[Entries taken from a collection]
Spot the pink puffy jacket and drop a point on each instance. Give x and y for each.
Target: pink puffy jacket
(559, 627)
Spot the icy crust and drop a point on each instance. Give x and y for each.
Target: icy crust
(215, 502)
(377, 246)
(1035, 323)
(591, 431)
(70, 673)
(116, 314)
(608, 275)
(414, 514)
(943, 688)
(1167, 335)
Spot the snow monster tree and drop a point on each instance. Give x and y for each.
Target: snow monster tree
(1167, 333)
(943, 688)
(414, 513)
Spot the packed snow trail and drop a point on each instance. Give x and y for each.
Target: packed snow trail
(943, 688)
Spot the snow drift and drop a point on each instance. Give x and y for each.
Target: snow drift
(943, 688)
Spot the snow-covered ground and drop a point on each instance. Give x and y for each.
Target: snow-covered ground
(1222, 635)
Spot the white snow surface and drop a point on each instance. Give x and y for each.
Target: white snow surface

**Your objective:**
Turn all the items above into a Markdown table with the columns "No." and "Line". Give each line its own numbered row and skip any blank lines.

**Correct response:**
| No. | Line |
|---|---|
| 1 | Spot the pink puffy jacket and drop a point on each instance. Give x and y for each. |
| 2 | Target: pink puffy jacket |
| 3 | (559, 627) |
| 4 | Spot the icy crust and drop a point on each instance. Give x and y for each. |
| 5 | Target: icy crust |
| 6 | (215, 502) |
| 7 | (377, 246) |
| 8 | (1035, 323) |
| 9 | (591, 431) |
| 10 | (70, 673) |
| 11 | (116, 314) |
| 12 | (608, 275) |
| 13 | (414, 514) |
| 14 | (943, 688) |
| 15 | (1167, 335) |
| 16 | Spot the snow monster tree and drop a point on each instance. Give x and y for each. |
| 17 | Target: snow monster tree |
| 18 | (1167, 333) |
| 19 | (943, 688) |
| 20 | (414, 513) |
| 21 | Spot the packed snow trail and drop a point on each instance. Give x and y for each. |
| 22 | Target: packed snow trail |
| 23 | (943, 688) |
| 24 | Spot the snow drift and drop a point on each instance. Give x and y for each. |
| 25 | Target: snow drift |
| 26 | (943, 688) |
| 27 | Spot the snow-covered ground and drop a point on each instance. Give x and y for each. |
| 28 | Target: snow-covered ground |
| 29 | (1222, 635) |
| 30 | Spot the white snow surface and drop a point on each instance. Give x and y for each. |
| 31 | Target: white snow surface |